*EXERCISE BRIEF*. Restate every entry word for word.

*DATA*.
((
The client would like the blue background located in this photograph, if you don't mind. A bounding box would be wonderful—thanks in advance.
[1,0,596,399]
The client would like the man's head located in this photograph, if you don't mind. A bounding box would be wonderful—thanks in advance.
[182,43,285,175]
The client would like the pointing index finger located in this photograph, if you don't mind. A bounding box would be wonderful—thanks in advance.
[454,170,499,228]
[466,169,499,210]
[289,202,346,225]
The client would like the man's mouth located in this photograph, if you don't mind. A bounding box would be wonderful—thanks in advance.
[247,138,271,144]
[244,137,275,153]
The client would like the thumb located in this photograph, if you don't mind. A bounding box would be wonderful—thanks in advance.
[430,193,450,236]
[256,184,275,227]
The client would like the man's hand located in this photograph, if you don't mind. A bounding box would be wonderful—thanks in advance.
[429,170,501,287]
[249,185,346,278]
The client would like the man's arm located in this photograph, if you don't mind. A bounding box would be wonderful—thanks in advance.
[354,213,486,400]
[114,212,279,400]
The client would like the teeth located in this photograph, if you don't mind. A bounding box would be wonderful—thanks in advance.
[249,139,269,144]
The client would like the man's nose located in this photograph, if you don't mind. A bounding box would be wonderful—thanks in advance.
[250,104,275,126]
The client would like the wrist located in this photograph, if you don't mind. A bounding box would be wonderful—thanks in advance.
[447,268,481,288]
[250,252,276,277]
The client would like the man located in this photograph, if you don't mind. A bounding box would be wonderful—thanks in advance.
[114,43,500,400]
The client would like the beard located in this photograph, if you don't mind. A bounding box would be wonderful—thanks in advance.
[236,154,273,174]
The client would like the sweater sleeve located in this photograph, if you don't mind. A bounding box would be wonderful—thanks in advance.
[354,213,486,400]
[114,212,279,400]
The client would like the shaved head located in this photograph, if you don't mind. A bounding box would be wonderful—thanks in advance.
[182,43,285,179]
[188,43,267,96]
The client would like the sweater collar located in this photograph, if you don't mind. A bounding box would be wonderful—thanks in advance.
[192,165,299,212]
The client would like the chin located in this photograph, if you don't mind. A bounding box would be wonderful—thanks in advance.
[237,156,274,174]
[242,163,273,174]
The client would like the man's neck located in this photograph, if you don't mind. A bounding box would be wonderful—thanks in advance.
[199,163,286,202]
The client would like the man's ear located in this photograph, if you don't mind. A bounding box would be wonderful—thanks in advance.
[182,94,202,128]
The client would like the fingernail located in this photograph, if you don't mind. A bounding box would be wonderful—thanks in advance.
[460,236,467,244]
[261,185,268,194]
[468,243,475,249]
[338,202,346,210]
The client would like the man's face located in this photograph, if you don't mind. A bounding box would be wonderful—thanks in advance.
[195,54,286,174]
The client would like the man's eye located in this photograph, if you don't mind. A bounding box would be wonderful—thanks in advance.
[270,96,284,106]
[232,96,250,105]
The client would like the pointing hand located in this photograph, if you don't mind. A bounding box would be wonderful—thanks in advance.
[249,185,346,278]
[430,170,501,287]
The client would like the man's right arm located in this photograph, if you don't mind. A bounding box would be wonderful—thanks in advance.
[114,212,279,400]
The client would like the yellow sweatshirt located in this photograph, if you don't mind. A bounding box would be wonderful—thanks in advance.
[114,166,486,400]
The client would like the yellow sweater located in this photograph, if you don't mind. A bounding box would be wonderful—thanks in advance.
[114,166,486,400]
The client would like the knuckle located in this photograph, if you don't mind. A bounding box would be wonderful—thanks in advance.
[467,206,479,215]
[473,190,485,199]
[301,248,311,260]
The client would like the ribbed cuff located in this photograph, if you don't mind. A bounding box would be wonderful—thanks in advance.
))
*ANSWER SECTION*.
The client would like the blue background located in this photograph, if you don't mind. A bounding box would be wonderful—thanks in advance.
[1,0,596,399]
The client would like the man's head located in this photograph, if you don't mind. A bounding box would be wonderful—thanks in advance.
[182,43,285,175]
The client would like the pointing index finger located in this photograph, if you don't mind. A bounding box would be wonderful—thanks in advance.
[454,170,499,228]
[466,169,499,210]
[289,202,346,225]
The client would like the man's mouth located in this photograph, if you don't mind. A bounding box would be wonderful—thanks in advance.
[247,138,271,144]
[244,137,275,153]
The client would like the thumb located in this photograph, if you don't mind. A bounding box would be wonderful—thanks in advance.
[430,193,450,236]
[256,184,275,227]
The client would like the man's hand located in this photograph, if you don't mind. A bounding box would be wonderful—thanks in advance.
[429,170,501,287]
[249,185,346,278]
The client would like the man's arm located in this photograph, if you don't mind. A bounding box would be wonderful—thanks in advance.
[354,213,486,400]
[114,212,279,400]
The client would like the teeth located in this photograph, if you don't mind. A bounding box would be wonderful—thanks in advance.
[249,139,269,144]
The client would like the man's nose located in this photograph, if you don't mind. A bounding box would be wonderful—thanks in advance.
[250,104,275,126]
The client would like the wrist located in this photograph, if you don't mind. A bounding box would be wonderful—thanks in advance.
[447,268,481,288]
[250,252,276,277]
The client would like the man located in this photograph, if you don't mind. A bounding box would be wonderful—thanks in advance.
[114,43,500,400]
The client would like the beard located in this photograph, if you don't mind. A bounding box would be wonderful—thanks in advance.
[236,154,273,174]
The client would like the sweater sleeve located in this photograph, if you don't mind. A bounding box would be wonderful—thanks in advance.
[354,213,486,400]
[114,212,279,400]
The client would like the shaved head located in this photograph, if you don't mind. A bounding box would be wonderful—thanks in advance.
[182,43,285,179]
[188,43,267,96]
The client would like the sweater collar located in this photograph, if you don't mind. A bounding box would be wonderful—thanks in advance.
[192,165,299,212]
The client would like the chin located in this photograph, if you don't mind. A bounding box would be wonderful—thanks in advance.
[237,156,274,174]
[242,163,273,174]
The client would like the man's neck located in this photograph, if you don't mind. A bounding box would be wonderful—thanks in advance.
[199,163,286,202]
The client would like the man's ear located in this photograph, if you don't mind. A bounding box would be wonderful—thanks in advance.
[182,94,202,128]
The client would like the fingernail located in this photograph, if you don't mind. A bounding box would be wonderful—thanks in advance.
[460,236,467,244]
[261,185,268,194]
[468,243,475,249]
[338,202,346,210]
The client would like the man's face located in this photograph, if you don't mind. A bounding box would be wonderful—thanks in advance.
[195,54,286,174]
The client would like the man's eye located in this photograph, if you don't mind. A bounding box would be wonderful—thanks in advance.
[270,96,284,106]
[232,96,250,105]
The client would like the pointing hand located in this photograph, if you don't mind. A bounding box would be wonderful—thanks in advance.
[249,185,346,278]
[430,170,501,287]
The client would like the man's right arm located in this photograph, if you don't mind. A bounding box would be wonderful—thanks in advance.
[114,212,279,400]
The client would like the yellow sweatshirt located in this photograph, if you don't mind. A bounding box would be wonderful—thanks in advance.
[114,166,486,400]
The client would like the yellow sweater located in this photograph, if you don't mind. A bounding box would be wonderful—thanks in advance.
[114,166,486,400]
The client would like the knuckle located in this photograph, if you don't mind. A bounding box would be wonderful—thanks in advance.
[467,206,479,215]
[473,190,485,199]
[301,248,311,260]
The client would like the ribbed cuff located in this photograph, if you don't mind. A bounding box would be wonderful—thanks in advance.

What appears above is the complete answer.